The request:
Count how many lines in the entries below contain the word "grass" and reply with that number alone.

Given entries:
********
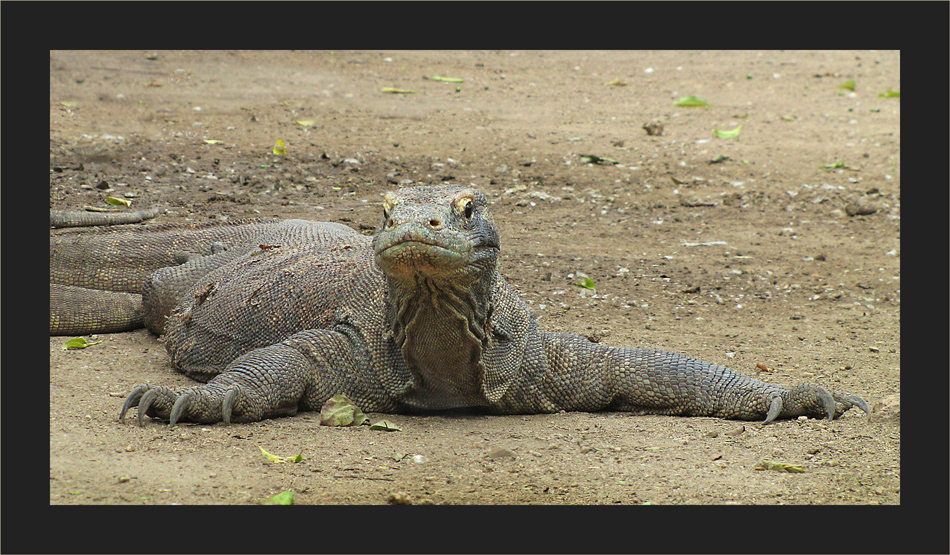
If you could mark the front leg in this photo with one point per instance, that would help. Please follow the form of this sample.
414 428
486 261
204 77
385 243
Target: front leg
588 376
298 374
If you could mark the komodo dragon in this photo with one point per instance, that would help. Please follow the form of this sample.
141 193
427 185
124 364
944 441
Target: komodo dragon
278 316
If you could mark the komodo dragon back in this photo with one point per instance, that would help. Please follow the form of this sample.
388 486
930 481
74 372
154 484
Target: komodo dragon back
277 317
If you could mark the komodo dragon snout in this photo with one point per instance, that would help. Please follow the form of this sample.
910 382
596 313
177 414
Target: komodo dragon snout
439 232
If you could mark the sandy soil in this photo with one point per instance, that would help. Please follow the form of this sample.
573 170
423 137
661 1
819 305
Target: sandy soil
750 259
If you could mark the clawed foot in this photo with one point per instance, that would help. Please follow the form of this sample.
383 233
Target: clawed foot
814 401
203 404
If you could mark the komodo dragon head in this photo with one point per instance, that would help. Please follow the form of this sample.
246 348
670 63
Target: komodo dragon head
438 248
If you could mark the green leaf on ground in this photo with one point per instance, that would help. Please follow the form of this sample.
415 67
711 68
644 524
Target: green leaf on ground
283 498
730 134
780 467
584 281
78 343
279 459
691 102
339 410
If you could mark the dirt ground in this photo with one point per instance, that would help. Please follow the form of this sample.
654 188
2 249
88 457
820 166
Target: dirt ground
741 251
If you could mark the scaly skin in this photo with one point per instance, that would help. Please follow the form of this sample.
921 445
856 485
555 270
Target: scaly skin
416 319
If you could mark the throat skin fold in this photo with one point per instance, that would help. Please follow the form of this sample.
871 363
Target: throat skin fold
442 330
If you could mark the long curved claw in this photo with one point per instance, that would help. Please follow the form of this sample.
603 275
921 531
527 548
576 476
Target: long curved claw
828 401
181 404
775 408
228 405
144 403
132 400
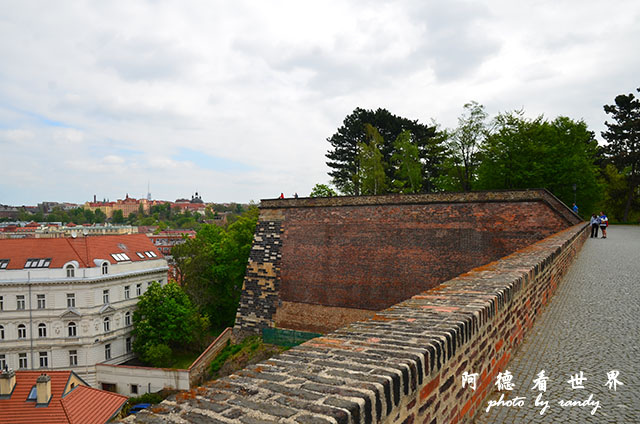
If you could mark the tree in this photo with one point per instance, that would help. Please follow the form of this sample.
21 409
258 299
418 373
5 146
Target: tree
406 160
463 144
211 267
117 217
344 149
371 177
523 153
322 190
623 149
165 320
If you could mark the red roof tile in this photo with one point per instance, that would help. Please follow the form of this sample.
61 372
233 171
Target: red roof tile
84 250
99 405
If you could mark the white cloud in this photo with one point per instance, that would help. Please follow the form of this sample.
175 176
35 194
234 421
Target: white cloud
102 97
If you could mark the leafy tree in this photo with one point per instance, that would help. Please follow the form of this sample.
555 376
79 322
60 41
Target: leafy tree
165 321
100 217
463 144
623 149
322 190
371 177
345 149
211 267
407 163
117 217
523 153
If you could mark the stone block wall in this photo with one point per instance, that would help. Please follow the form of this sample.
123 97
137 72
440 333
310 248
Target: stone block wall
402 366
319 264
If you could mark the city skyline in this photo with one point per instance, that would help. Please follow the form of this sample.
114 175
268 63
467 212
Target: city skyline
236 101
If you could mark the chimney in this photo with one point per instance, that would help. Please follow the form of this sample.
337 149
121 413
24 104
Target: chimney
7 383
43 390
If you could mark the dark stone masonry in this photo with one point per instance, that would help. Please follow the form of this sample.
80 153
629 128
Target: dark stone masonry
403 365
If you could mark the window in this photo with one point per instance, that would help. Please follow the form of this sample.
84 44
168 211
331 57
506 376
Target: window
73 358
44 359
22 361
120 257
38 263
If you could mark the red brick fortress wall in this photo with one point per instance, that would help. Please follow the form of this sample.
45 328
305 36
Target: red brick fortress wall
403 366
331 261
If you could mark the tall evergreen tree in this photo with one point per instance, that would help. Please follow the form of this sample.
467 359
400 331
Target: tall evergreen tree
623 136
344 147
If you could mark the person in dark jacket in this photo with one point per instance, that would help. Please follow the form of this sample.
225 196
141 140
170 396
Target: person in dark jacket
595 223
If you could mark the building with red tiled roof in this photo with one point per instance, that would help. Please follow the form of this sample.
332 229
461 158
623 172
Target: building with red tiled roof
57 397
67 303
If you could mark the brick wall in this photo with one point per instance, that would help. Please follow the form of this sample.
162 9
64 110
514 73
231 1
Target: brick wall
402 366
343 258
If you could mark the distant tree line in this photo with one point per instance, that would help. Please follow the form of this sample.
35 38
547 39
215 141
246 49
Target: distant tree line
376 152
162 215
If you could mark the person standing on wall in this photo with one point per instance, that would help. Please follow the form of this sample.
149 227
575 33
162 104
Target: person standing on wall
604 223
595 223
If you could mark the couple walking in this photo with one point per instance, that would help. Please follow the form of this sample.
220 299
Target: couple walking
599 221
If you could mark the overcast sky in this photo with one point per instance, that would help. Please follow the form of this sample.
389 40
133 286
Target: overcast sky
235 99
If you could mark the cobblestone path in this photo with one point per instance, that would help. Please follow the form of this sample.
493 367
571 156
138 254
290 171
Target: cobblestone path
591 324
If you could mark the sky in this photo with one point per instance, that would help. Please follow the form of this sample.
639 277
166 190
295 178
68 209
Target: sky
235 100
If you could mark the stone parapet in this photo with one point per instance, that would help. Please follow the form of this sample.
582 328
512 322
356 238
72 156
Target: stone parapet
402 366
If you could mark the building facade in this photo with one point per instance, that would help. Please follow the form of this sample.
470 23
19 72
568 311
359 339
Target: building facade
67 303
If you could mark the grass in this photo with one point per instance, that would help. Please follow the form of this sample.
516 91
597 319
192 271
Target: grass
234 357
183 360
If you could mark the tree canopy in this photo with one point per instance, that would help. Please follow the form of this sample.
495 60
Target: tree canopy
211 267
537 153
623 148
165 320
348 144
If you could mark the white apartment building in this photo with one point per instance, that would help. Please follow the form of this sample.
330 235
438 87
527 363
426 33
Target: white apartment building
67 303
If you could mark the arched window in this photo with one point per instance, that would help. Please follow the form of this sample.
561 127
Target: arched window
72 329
********
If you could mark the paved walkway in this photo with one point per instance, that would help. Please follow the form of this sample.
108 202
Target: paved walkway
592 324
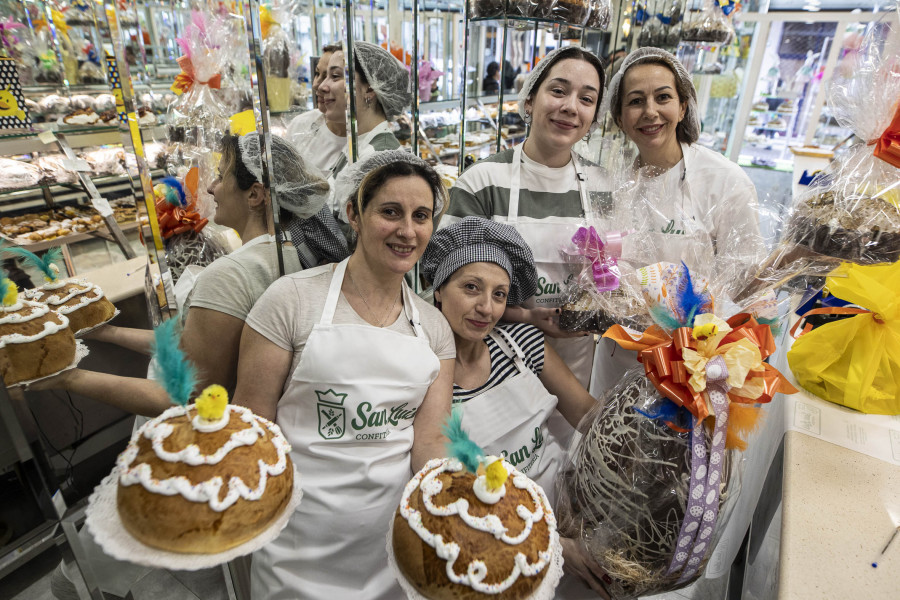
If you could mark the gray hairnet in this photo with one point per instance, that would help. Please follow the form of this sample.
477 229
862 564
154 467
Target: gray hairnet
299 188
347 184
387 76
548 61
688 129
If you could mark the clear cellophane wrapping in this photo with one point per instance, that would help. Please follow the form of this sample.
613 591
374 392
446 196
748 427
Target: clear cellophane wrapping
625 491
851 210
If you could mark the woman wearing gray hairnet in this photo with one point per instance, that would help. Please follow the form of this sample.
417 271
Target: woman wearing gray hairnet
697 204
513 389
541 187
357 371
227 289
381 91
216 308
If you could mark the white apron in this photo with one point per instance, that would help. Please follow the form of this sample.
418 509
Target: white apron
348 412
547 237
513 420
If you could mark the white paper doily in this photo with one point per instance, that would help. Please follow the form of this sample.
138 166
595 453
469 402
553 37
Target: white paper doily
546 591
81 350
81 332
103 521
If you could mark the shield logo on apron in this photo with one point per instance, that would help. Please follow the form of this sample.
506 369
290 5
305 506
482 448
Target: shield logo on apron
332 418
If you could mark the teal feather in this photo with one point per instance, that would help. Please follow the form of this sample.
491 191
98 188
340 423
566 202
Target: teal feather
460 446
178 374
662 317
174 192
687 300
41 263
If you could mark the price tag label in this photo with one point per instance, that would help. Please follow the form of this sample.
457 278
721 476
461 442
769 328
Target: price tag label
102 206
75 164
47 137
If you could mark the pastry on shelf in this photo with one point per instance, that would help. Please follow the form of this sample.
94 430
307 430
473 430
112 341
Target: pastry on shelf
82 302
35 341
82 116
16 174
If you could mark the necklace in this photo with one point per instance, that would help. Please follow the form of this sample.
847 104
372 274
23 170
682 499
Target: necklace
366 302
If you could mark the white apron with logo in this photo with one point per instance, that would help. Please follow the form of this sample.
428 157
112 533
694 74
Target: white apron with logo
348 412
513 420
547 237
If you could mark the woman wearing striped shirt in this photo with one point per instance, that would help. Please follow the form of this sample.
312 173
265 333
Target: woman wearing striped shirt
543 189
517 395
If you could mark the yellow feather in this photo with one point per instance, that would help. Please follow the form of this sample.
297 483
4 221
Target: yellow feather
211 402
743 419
********
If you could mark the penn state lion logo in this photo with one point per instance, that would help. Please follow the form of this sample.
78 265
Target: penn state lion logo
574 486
********
Output for this exercise:
2